> TASK DETAILS
Show each of the lines below that contains the string "artwork", copying every such line whole. Case counts when matching.

> TASK DATA
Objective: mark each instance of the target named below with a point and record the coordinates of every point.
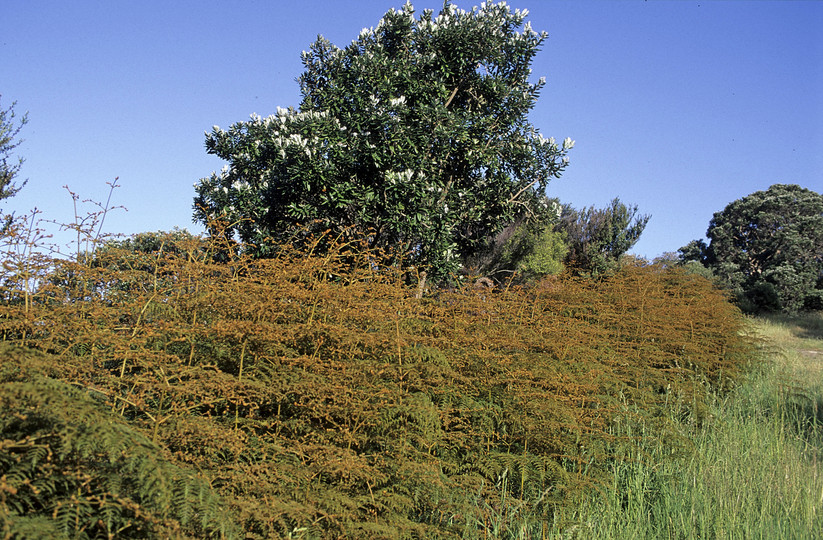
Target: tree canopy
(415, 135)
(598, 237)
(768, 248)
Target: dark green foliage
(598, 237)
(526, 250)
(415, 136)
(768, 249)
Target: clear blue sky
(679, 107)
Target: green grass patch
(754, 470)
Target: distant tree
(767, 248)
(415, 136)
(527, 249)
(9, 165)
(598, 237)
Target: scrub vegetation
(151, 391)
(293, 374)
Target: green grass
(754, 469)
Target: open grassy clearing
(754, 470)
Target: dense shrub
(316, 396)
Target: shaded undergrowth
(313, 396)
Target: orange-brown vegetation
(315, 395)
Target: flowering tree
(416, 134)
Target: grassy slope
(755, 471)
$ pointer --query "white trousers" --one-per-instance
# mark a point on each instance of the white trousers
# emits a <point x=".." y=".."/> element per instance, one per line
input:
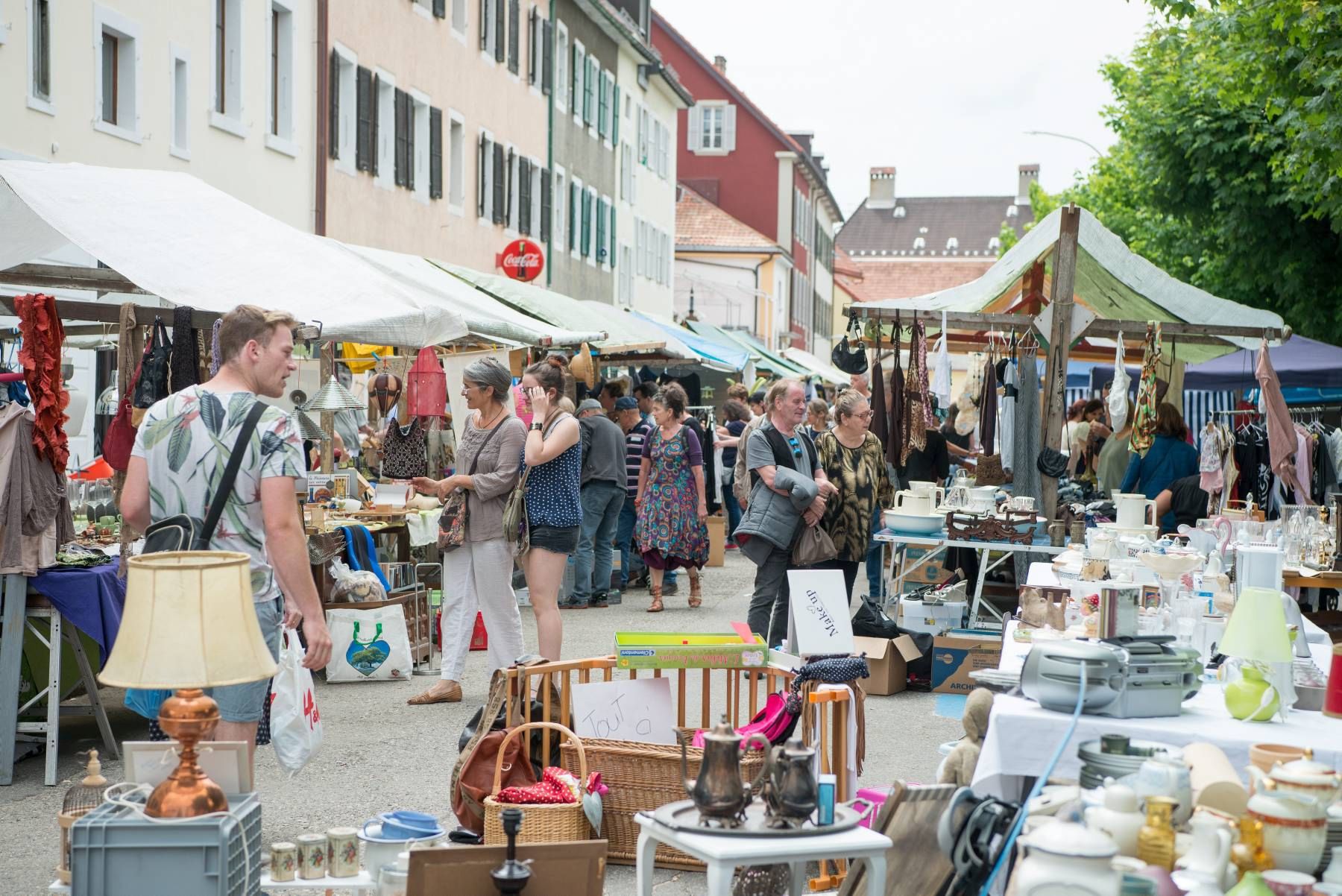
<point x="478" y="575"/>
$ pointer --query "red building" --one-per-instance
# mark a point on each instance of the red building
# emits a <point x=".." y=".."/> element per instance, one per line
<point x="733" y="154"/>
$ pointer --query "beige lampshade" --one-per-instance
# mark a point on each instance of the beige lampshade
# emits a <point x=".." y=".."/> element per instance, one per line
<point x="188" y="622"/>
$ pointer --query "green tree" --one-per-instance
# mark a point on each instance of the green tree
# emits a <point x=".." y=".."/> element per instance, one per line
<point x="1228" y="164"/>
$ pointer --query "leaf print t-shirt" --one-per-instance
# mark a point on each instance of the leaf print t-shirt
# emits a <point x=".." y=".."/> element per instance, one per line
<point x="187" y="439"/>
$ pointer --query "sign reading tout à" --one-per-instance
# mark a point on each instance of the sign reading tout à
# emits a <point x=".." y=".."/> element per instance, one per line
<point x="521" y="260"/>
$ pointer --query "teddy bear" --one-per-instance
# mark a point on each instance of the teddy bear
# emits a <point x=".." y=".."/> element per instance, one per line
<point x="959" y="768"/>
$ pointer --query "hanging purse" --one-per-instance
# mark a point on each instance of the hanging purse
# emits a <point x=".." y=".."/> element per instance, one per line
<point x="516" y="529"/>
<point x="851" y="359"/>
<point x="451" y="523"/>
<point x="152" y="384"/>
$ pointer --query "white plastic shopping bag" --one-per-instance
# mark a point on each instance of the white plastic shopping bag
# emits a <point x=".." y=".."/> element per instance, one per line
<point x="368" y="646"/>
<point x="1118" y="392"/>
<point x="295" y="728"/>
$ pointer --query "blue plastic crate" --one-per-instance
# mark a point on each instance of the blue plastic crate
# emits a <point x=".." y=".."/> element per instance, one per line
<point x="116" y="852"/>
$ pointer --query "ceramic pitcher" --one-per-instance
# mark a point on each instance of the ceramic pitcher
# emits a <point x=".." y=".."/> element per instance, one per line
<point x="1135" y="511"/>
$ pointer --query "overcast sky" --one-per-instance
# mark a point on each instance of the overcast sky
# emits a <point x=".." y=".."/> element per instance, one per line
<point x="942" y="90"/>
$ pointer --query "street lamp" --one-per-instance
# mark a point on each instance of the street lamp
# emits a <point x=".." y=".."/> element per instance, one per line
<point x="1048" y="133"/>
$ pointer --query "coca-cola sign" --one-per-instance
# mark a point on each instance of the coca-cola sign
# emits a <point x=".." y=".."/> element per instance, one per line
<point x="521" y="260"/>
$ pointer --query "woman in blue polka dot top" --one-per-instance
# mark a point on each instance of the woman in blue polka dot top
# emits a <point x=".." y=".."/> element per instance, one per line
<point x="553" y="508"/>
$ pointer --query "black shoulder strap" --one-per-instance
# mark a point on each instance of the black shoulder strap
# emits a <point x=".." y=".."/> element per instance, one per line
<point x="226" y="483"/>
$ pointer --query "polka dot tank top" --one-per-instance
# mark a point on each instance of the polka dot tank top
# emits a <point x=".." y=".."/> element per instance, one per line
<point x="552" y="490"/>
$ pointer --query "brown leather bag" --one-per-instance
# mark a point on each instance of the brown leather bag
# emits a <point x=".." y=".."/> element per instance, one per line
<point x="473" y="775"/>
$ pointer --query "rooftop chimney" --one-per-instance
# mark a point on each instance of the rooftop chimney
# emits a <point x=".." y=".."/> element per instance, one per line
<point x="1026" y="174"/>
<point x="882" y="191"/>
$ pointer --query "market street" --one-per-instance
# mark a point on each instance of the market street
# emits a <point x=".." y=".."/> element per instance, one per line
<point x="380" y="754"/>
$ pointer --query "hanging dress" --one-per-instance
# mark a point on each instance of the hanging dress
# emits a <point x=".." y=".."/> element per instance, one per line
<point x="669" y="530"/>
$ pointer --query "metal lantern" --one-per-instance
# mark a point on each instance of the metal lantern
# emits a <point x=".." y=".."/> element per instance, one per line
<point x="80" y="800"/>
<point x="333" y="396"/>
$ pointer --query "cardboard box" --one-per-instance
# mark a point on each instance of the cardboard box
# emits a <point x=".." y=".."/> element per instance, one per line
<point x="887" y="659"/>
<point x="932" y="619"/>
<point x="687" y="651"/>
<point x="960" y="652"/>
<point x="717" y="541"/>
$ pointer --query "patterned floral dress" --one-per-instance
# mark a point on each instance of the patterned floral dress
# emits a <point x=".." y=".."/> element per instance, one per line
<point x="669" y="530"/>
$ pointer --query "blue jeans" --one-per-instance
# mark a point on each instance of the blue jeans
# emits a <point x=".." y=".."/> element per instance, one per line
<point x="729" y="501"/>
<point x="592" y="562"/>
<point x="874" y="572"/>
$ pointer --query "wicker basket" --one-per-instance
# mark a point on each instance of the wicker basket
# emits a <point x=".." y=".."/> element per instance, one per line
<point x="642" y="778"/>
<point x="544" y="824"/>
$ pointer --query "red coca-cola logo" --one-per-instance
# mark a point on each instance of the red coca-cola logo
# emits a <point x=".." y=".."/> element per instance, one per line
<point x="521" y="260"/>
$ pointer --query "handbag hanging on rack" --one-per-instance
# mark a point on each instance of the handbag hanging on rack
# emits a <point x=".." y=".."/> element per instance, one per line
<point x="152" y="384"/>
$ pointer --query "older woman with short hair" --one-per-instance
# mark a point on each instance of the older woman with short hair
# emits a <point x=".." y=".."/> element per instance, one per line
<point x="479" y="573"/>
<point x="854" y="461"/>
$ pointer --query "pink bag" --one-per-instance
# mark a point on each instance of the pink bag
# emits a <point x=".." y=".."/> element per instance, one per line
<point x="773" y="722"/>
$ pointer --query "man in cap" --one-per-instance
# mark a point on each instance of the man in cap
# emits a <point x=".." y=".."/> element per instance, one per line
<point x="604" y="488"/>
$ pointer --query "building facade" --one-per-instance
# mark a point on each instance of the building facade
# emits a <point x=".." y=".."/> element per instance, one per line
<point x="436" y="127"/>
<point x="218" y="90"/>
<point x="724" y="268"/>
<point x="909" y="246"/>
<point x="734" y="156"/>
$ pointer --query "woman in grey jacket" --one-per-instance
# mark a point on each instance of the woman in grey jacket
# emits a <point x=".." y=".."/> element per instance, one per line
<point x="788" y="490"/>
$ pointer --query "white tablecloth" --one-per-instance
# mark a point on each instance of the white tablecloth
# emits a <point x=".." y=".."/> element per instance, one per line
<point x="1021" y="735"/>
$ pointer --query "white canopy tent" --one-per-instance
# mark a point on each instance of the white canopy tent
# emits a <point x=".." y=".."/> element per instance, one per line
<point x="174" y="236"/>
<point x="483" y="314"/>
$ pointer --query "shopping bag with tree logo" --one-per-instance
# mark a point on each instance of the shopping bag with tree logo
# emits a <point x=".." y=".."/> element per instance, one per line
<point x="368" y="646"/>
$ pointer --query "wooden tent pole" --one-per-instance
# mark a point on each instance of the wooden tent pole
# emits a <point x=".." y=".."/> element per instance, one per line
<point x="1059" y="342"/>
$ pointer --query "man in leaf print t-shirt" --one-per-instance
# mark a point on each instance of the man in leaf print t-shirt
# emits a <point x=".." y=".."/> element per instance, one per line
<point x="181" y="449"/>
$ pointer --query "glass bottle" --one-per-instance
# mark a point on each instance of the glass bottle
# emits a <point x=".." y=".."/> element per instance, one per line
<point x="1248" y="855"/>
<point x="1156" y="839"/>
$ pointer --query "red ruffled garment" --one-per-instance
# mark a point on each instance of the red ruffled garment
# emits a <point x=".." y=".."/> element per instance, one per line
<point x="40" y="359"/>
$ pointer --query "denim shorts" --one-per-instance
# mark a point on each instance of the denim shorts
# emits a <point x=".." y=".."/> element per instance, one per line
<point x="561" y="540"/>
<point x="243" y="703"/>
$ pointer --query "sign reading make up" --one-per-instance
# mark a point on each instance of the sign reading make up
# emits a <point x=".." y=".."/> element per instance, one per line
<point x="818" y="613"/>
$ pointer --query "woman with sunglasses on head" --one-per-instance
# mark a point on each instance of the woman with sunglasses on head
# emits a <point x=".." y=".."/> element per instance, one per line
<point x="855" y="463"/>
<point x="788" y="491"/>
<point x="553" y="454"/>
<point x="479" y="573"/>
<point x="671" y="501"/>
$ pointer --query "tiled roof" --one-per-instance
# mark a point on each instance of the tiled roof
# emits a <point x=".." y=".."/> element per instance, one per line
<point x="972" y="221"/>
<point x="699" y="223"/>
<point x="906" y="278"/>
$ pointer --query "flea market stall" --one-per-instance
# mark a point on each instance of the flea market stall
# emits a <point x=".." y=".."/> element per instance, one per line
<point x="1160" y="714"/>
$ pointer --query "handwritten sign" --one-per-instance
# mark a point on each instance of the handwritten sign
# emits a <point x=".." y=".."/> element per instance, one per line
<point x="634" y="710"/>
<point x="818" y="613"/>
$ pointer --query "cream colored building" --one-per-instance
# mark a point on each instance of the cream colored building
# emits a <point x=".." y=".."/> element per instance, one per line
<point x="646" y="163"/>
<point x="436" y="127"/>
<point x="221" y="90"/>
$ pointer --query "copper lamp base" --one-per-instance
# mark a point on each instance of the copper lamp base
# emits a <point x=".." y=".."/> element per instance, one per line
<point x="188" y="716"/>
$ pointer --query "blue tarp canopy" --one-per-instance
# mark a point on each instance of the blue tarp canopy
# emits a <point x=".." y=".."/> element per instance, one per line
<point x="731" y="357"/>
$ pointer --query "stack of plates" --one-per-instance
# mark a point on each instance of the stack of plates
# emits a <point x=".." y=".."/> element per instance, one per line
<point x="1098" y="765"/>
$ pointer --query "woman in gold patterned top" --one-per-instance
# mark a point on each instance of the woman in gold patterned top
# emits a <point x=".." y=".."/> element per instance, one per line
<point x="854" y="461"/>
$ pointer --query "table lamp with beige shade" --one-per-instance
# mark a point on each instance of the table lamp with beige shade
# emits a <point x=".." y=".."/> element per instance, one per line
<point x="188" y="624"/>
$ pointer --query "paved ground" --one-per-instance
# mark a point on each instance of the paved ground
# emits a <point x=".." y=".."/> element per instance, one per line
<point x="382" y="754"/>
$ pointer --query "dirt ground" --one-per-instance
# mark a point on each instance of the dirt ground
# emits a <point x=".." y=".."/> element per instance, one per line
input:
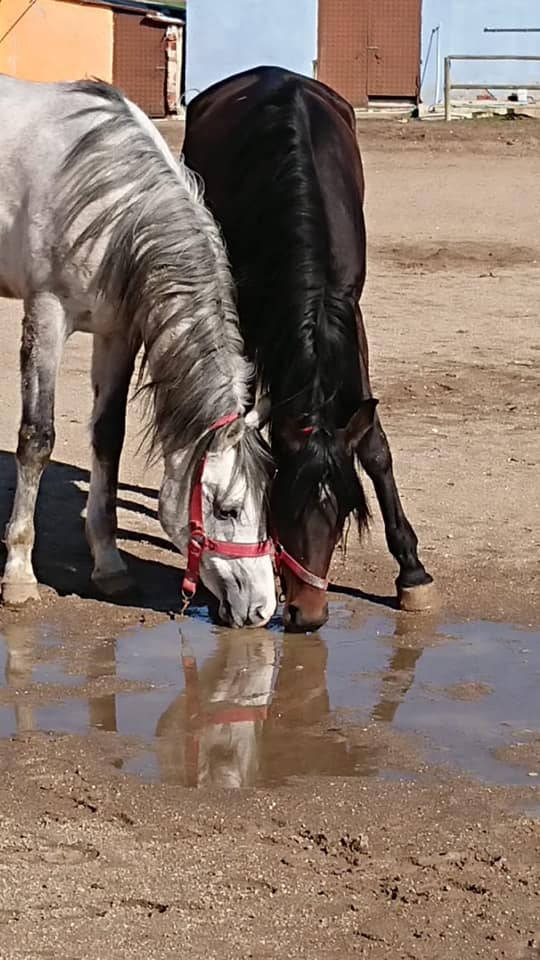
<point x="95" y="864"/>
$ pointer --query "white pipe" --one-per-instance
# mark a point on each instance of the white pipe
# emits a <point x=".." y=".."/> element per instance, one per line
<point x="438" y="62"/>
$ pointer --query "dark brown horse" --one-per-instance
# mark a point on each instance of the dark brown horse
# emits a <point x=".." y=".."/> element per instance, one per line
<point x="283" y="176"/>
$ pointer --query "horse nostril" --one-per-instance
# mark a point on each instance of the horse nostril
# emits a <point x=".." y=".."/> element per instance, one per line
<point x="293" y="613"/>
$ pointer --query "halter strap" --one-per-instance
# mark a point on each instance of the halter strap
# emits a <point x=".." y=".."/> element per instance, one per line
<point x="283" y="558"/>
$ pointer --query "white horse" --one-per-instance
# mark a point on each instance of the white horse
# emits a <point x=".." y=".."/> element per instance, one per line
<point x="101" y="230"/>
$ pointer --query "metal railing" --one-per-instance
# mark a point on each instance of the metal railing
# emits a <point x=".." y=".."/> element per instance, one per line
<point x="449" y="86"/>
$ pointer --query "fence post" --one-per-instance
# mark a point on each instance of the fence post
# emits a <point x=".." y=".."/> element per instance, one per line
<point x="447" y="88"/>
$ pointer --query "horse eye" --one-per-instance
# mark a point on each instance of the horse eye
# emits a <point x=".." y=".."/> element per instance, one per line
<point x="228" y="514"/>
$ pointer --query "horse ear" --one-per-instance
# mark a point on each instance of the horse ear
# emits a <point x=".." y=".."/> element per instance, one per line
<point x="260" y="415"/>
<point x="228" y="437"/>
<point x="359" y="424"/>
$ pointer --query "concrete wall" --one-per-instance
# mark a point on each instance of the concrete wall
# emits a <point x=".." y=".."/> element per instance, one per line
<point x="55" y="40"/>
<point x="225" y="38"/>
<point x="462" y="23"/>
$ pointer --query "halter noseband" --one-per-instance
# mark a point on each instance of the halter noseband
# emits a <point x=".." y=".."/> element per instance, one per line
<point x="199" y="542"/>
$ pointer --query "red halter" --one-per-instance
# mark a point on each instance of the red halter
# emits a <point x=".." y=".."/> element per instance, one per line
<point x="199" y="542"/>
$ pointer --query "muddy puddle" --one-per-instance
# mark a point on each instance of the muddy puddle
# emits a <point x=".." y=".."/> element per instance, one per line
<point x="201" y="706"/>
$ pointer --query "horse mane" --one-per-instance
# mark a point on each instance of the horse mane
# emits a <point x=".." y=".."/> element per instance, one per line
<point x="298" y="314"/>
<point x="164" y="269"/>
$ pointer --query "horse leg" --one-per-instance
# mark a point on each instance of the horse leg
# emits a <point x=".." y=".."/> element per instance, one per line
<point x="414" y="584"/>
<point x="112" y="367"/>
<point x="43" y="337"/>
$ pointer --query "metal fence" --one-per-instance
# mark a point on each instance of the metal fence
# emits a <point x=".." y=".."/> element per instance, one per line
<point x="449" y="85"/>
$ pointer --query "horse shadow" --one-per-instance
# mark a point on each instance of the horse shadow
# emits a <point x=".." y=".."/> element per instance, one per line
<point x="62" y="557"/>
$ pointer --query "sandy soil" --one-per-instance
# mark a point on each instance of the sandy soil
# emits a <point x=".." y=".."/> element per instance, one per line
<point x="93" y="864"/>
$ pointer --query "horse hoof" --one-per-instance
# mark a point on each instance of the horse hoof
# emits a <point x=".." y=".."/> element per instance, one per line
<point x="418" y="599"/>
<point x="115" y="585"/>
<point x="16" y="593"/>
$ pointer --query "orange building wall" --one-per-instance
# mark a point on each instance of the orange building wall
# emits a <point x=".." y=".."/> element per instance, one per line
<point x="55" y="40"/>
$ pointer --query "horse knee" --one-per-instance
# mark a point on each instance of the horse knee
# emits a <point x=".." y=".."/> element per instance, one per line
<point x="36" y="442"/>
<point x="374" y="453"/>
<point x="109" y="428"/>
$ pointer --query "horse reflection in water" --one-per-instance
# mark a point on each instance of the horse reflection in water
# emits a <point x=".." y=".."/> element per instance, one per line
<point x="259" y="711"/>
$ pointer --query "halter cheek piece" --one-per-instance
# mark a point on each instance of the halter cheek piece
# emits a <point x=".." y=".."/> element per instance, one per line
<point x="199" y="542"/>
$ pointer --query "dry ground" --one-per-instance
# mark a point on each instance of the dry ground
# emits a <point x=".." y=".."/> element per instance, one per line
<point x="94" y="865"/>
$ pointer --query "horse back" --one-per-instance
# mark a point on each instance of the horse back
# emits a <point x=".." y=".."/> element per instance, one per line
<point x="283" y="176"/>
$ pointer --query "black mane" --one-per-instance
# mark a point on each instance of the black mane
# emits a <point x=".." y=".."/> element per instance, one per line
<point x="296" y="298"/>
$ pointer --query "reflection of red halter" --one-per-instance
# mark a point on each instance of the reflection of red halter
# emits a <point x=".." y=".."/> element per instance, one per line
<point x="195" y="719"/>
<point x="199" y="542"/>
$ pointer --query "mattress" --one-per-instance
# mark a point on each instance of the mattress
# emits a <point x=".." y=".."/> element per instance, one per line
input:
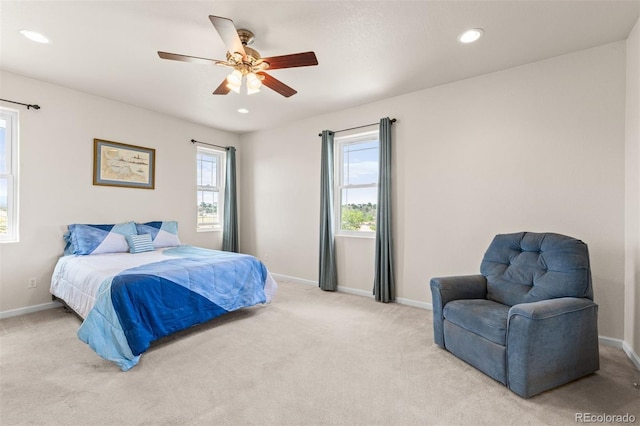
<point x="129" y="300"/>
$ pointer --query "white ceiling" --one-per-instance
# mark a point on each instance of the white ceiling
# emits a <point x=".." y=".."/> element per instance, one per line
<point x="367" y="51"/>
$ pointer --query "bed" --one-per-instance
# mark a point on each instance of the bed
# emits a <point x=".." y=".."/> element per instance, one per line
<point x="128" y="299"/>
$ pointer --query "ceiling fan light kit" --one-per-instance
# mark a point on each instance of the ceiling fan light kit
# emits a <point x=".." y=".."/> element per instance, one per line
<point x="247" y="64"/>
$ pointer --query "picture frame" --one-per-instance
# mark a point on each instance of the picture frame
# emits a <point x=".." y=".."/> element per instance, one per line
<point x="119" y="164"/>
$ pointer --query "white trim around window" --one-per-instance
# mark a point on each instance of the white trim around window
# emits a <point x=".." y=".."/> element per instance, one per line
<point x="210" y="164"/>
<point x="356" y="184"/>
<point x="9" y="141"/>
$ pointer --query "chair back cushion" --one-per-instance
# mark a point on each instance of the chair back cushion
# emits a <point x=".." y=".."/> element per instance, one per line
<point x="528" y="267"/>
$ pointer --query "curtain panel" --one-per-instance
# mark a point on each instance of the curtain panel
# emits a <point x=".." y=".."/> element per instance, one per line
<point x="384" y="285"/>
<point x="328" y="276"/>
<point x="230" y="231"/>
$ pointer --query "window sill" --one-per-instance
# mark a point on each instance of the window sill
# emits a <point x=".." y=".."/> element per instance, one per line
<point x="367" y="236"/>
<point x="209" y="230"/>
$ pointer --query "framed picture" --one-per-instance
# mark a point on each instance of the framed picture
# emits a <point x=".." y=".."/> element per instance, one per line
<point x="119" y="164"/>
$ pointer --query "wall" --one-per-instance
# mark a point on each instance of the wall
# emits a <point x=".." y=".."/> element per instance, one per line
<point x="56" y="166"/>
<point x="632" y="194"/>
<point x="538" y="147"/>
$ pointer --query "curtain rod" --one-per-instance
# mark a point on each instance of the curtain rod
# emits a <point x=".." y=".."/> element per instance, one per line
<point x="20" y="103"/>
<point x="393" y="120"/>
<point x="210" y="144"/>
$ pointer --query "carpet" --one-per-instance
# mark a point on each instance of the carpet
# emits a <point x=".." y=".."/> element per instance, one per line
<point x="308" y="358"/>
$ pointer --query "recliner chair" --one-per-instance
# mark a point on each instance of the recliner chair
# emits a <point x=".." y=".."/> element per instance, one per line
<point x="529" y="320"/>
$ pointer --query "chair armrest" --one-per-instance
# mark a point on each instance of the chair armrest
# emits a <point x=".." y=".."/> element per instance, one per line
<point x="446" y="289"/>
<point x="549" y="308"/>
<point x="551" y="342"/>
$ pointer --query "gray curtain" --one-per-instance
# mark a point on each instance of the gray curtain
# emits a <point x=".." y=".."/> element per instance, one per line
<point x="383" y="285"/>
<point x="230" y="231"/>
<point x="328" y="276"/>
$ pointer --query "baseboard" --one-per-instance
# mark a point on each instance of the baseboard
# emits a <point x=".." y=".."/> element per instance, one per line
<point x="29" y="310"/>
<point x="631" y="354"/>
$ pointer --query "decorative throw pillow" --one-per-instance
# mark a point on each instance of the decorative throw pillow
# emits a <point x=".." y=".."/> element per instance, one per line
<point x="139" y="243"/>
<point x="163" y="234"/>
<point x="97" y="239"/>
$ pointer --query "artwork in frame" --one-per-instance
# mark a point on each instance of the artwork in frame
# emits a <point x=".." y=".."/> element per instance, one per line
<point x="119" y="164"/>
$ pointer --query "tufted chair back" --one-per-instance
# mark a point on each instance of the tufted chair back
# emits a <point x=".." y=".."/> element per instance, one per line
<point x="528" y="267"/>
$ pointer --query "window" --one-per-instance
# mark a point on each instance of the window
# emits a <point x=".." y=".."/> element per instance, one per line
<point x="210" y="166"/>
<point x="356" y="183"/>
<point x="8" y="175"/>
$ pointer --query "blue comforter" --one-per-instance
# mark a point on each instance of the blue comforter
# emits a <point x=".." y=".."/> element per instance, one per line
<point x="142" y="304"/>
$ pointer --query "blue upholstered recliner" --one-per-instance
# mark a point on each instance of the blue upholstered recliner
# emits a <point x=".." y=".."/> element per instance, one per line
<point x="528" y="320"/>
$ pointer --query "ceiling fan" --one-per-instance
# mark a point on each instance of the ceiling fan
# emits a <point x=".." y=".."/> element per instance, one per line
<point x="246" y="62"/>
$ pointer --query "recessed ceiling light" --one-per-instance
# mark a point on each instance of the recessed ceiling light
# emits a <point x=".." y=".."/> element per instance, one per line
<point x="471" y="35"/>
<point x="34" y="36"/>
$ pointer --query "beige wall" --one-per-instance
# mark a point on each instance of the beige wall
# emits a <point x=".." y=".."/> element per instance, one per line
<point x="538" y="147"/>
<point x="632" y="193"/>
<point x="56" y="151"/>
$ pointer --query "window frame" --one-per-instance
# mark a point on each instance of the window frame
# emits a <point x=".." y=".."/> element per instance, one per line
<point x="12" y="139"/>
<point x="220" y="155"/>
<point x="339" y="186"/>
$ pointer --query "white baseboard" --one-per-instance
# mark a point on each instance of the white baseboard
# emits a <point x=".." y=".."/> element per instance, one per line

> RESPONSE BELOW
$ pointer --query "artwork in frame" --one-per-instance
# mark a point on each instance of the artwork in frame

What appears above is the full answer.